● WHAT THE EXERCISE ASKS
Reproduce the lines below from the line with "[segment] weathervane" to the line with "53], [184, 52]]", replacing "even-odd" with "nonzero" and keeping everything else the same. Return only those lines.

::: MATERIAL PROVIDED :::

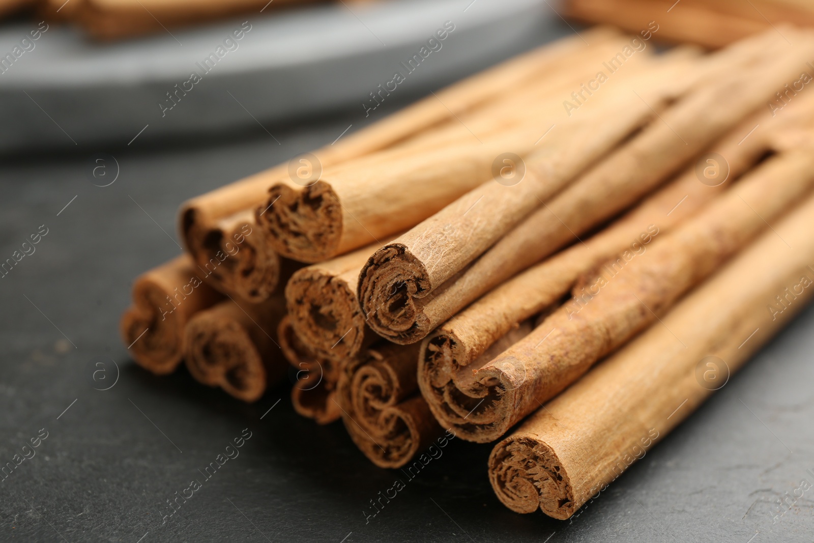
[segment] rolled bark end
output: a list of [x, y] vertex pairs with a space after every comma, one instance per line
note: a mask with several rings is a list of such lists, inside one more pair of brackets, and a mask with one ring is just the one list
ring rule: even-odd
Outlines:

:::
::: MATERIAL PROVIDED :::

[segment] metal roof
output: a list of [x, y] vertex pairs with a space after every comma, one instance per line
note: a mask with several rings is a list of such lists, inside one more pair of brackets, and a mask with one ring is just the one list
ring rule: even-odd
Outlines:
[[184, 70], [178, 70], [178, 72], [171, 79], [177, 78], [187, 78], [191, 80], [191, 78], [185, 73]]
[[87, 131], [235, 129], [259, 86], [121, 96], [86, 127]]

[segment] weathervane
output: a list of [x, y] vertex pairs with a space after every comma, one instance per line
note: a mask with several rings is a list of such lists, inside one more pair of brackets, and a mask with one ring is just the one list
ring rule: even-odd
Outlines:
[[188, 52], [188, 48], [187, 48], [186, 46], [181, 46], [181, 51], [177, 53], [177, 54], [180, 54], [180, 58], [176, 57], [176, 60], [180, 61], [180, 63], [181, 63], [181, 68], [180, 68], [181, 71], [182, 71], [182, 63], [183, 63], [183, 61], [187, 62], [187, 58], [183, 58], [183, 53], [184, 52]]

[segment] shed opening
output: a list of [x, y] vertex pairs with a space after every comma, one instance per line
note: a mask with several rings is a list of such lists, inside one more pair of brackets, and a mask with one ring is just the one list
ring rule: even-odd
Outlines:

:::

● SOLUTION
[segment] weathervane
output: a list of [x, y] vertex pairs with a space after every comma, one instance per line
note: a mask with several rings is a list of such lists, inside one more pair of brackets, and a mask with one ring is just the one list
ring rule: nonzero
Outlines:
[[188, 52], [188, 48], [187, 48], [186, 46], [181, 46], [181, 51], [177, 53], [177, 54], [180, 54], [180, 58], [176, 57], [176, 60], [180, 61], [180, 63], [181, 63], [181, 68], [180, 68], [181, 71], [182, 71], [182, 63], [183, 63], [183, 61], [187, 62], [187, 58], [183, 58], [183, 53], [184, 52]]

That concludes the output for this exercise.